Records contained in a dataset
——————————
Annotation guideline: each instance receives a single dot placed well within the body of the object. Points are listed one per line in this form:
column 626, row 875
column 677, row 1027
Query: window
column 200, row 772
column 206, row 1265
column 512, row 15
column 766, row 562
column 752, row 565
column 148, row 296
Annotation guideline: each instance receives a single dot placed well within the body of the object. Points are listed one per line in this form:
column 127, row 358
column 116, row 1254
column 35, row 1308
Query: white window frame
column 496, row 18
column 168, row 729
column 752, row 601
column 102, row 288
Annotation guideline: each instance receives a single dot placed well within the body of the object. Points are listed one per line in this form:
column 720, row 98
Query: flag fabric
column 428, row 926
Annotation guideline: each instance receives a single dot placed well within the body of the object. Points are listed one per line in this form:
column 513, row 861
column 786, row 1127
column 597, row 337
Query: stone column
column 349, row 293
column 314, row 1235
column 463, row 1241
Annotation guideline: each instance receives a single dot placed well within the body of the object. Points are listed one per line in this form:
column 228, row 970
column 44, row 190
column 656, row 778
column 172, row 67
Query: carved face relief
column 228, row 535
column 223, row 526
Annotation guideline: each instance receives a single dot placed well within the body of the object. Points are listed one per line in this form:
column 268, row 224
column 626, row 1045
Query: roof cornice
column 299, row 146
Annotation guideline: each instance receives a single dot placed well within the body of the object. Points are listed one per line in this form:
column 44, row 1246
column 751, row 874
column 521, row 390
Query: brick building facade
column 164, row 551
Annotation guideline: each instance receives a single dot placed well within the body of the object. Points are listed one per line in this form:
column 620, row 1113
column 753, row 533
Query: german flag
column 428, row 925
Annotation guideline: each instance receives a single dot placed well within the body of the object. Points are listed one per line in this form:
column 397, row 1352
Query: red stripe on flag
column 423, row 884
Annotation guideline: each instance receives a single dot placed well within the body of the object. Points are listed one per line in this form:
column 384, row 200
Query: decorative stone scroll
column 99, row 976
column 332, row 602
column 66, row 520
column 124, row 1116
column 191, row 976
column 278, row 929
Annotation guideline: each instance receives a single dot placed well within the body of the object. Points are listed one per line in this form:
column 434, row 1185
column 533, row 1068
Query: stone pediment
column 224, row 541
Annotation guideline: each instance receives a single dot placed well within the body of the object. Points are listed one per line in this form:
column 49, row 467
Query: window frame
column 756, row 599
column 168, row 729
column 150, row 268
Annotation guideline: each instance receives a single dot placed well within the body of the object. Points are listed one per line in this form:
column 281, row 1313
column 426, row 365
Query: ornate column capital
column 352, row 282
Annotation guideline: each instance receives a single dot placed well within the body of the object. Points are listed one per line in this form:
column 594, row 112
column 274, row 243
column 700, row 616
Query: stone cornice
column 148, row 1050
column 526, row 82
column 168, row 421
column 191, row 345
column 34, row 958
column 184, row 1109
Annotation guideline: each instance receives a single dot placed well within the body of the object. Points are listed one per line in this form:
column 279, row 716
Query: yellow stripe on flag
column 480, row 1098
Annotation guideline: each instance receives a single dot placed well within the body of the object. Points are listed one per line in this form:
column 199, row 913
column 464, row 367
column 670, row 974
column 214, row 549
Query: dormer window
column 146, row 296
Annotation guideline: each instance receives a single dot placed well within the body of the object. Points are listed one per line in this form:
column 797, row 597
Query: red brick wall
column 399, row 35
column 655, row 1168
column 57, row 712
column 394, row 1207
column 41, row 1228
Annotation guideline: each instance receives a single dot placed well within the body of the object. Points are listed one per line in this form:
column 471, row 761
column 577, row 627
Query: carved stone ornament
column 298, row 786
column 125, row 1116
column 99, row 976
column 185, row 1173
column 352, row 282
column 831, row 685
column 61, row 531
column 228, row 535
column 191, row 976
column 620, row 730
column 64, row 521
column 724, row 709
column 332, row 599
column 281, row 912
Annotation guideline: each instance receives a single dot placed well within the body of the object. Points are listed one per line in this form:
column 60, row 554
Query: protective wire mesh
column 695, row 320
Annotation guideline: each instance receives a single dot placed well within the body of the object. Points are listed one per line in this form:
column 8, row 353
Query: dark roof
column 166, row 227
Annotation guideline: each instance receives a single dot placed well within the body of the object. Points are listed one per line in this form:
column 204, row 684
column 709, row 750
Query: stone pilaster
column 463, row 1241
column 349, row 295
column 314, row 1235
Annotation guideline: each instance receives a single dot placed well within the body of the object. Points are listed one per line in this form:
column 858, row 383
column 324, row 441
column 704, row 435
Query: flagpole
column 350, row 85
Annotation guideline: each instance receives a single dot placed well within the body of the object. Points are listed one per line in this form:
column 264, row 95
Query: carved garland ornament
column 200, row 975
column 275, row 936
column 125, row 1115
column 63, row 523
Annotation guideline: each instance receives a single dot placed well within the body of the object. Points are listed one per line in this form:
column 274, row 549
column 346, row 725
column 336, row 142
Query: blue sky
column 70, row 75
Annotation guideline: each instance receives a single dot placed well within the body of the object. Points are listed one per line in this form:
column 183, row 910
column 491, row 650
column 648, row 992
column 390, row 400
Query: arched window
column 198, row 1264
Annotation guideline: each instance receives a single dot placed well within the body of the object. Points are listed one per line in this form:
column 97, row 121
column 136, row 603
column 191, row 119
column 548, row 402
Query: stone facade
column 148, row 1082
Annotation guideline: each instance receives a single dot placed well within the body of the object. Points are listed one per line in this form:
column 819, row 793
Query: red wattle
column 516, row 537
——————————
§ **TASK**: Count how many lines above contain the string "ornament". Reply with the number only.

§ **EXERCISE OUTPUT**: 2